Goal of the exercise -> Rewrite the records below, changing every "a point per instance" to "one point for each instance" and leaving everything else as it is.

=== Data supplied ===

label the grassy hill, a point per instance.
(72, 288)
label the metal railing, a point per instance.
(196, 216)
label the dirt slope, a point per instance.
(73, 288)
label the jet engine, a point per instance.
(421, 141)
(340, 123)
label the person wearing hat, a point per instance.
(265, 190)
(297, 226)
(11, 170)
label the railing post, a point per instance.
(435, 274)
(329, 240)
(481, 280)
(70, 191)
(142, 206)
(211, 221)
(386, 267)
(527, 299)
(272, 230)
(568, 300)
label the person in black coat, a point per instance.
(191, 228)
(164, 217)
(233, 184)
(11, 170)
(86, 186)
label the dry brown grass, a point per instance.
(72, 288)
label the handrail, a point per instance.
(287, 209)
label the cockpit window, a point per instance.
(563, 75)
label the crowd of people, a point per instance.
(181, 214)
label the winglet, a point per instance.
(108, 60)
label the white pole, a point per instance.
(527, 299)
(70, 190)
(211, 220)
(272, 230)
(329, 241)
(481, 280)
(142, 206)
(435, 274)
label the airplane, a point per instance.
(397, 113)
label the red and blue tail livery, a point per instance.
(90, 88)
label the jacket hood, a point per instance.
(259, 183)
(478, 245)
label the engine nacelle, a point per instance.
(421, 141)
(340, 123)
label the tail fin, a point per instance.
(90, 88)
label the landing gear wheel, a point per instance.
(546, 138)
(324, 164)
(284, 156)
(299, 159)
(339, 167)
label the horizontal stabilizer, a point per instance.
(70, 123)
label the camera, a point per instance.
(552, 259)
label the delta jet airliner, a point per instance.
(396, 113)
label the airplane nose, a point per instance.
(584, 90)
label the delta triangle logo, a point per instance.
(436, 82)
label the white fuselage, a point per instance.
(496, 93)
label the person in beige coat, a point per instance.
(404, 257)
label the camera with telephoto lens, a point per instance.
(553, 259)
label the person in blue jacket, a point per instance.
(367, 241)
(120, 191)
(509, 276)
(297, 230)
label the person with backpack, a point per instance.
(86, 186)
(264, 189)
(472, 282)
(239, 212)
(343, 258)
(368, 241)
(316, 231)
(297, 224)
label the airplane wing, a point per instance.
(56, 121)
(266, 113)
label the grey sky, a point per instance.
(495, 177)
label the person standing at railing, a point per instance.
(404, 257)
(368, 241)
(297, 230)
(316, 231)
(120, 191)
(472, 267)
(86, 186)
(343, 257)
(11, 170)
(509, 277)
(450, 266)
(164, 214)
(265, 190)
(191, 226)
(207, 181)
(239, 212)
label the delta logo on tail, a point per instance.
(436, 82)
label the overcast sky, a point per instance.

===

Reply ->
label the grassy hill, one point for each instance.
(72, 288)
label the metal railing, one point for each instance.
(196, 216)
label the dirt slope, one point for each instance.
(73, 288)
label the jet engine, one point for each instance.
(421, 141)
(340, 123)
label the person wearing hat, one point for each instance.
(265, 190)
(297, 226)
(11, 170)
label the railing post, one point for each instance.
(435, 274)
(329, 240)
(481, 280)
(70, 191)
(142, 206)
(211, 221)
(386, 267)
(527, 299)
(272, 230)
(568, 300)
label the person in black coat, one point for each instance.
(191, 228)
(164, 217)
(233, 184)
(11, 170)
(86, 186)
label the dry brown grass, one point for each instance.
(72, 288)
label the handrail, one point for each instance.
(287, 209)
label the cockpit window, one point for each instance.
(563, 75)
label the crowd of people, one point for each instance.
(181, 214)
label the winglet, one point for each instance.
(108, 60)
label the white pole, one point for each instance.
(527, 299)
(70, 190)
(211, 220)
(272, 230)
(329, 241)
(481, 280)
(142, 206)
(435, 274)
label the airplane, one point for each instance.
(397, 113)
label the red and blue tail livery, one point for each instance.
(90, 88)
label the jacket hood, one point for each instance.
(259, 183)
(478, 245)
label the engine nacelle, one point for each instance.
(421, 141)
(340, 123)
label the tail fin, one point for each instance.
(90, 88)
label the landing gear wheel, one point for each instance.
(546, 138)
(324, 164)
(284, 156)
(299, 159)
(339, 167)
label the horizontal stabilizer, one point for each instance.
(70, 123)
label the camera, one point for each instance.
(552, 259)
label the delta jet airliner, one point for each instance.
(396, 113)
label the airplane nose, one point for each instance.
(584, 90)
label the delta triangle logo, one point for each instance.
(436, 82)
label the white fuselage, one point for each instance.
(496, 93)
label the person in beige coat, one point for each instance.
(404, 257)
label the camera with telephoto lens, one point for each instance.
(553, 259)
label the person in blue jacket, one point for each instance.
(367, 241)
(120, 191)
(509, 276)
(297, 230)
label the person with backpack, one point for each instance.
(86, 186)
(264, 189)
(472, 282)
(239, 212)
(343, 258)
(368, 241)
(316, 231)
(297, 224)
label the airplane wing, one point for each instance.
(56, 121)
(266, 113)
label the grey sky, one point for each instance.
(495, 177)
label the person standing at railing, one point for each instance.
(404, 257)
(368, 241)
(297, 230)
(316, 231)
(120, 191)
(472, 267)
(86, 186)
(343, 257)
(11, 170)
(509, 277)
(450, 266)
(164, 214)
(265, 190)
(191, 226)
(207, 181)
(239, 212)
label the delta logo on tail, one point for each instance.
(436, 82)
label the overcast sky, one point for each instance.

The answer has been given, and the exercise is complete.